* _Entries shown_
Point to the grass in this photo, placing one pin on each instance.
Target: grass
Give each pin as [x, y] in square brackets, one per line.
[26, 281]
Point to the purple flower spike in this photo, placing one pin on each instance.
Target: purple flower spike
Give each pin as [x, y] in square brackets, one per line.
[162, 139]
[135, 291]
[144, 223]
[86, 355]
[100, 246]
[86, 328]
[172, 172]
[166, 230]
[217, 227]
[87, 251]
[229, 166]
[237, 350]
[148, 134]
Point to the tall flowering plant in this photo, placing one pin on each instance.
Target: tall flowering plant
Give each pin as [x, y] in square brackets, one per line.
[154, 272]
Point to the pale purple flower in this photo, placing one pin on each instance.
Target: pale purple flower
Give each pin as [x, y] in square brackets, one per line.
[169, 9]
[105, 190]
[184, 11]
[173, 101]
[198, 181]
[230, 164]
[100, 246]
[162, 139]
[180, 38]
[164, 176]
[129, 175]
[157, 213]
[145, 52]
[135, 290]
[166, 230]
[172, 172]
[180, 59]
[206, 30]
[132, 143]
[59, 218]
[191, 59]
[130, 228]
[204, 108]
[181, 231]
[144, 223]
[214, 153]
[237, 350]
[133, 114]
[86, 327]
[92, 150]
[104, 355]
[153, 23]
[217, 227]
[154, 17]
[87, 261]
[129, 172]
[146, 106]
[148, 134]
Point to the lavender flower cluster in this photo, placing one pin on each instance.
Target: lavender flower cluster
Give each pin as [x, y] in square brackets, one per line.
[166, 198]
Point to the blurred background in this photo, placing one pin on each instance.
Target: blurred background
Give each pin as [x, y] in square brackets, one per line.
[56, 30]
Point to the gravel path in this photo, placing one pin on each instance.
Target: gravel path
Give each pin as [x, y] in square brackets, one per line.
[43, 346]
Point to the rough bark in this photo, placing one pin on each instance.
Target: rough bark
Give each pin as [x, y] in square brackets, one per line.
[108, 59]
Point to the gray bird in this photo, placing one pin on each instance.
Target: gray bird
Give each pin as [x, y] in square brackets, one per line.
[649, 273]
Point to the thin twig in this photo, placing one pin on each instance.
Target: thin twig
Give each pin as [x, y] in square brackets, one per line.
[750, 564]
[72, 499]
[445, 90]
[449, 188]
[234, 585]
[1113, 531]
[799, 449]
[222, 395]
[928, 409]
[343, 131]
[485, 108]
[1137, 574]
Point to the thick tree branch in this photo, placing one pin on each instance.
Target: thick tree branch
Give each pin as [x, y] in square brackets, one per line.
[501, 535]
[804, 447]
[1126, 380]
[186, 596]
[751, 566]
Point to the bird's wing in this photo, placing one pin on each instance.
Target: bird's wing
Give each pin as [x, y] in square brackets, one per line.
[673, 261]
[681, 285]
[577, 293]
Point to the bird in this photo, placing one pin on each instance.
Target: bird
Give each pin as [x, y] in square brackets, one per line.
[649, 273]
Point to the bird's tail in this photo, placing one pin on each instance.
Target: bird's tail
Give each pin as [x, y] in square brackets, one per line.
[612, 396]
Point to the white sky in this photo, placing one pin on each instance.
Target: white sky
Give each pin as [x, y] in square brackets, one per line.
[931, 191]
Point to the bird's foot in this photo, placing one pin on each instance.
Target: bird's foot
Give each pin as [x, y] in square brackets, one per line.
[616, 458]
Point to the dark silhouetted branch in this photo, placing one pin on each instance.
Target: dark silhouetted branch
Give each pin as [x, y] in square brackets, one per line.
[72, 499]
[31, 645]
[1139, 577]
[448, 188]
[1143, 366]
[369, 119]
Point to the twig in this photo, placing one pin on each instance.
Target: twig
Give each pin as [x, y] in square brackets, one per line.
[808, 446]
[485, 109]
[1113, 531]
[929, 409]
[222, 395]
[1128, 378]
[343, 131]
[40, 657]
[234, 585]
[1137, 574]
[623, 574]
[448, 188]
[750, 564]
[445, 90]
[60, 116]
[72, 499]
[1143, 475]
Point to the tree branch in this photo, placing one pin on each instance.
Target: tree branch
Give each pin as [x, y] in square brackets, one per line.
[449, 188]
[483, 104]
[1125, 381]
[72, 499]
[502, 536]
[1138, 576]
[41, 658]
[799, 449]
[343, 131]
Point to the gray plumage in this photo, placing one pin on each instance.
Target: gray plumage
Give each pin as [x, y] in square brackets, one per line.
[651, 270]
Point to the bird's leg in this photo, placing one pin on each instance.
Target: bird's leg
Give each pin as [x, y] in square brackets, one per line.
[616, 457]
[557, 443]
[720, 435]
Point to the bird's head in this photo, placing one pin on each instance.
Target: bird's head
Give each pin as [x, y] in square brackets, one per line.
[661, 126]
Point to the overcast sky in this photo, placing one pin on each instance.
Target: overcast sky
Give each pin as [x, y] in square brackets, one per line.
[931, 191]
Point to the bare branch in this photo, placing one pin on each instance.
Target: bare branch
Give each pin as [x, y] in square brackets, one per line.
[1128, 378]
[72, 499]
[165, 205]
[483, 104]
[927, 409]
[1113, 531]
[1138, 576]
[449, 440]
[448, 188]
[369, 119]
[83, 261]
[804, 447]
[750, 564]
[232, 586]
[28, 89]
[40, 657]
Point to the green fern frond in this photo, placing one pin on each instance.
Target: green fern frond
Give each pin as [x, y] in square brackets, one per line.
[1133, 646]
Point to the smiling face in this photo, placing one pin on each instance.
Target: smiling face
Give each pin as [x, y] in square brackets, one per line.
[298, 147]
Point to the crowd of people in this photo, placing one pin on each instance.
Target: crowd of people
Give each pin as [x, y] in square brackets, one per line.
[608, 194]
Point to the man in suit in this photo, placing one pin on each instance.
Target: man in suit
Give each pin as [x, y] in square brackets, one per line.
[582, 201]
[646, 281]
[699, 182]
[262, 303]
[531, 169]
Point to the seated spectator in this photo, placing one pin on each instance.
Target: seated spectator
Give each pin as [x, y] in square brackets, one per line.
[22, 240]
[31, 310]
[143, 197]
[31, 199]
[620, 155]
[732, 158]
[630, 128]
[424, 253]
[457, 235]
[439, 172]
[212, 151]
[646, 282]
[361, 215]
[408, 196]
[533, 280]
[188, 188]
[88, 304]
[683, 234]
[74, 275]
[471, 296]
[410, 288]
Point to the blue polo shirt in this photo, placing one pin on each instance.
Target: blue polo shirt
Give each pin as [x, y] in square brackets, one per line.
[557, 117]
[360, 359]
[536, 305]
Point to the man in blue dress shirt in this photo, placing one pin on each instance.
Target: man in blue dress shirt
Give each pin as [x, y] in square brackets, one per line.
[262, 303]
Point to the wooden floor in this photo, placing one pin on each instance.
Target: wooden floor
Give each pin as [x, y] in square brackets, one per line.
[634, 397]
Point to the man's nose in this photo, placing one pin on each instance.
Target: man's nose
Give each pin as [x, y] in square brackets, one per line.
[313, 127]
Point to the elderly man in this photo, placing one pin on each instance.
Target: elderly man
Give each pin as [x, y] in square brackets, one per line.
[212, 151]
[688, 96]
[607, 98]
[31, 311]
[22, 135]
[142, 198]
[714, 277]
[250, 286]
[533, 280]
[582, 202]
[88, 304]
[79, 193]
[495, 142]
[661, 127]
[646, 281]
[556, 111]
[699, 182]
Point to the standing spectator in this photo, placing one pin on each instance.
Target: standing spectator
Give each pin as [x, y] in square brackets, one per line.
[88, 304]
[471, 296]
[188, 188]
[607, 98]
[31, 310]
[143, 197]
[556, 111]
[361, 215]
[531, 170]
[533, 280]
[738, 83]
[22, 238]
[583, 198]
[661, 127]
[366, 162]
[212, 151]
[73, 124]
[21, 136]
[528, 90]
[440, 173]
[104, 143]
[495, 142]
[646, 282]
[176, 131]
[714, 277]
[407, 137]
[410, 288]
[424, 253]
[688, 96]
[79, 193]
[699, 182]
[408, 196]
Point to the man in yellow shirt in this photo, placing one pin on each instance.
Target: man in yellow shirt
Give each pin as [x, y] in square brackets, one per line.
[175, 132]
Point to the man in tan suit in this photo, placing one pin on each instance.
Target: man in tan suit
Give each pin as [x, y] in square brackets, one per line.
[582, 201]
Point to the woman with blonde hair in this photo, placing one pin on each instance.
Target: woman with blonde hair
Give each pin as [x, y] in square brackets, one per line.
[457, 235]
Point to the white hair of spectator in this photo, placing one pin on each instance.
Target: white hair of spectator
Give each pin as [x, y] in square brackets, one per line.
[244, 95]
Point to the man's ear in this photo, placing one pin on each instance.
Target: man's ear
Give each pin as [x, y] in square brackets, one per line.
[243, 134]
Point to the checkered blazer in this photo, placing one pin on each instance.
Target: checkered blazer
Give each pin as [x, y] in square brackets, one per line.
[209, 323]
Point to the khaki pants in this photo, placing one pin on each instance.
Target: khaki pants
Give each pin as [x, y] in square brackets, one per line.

* _Problem to solve_
Please arrange the lines of the material above as a numbered list, starting with the line that contains "Point to the khaki" and running through the end of the material, with blank lines left out.

* _Result of the exercise_
1. Point to the khaki pants in this photo, placing one pin on each instance.
2. Target: khaki pants
3. Give each pin as [x, y] in square brackets, one per line.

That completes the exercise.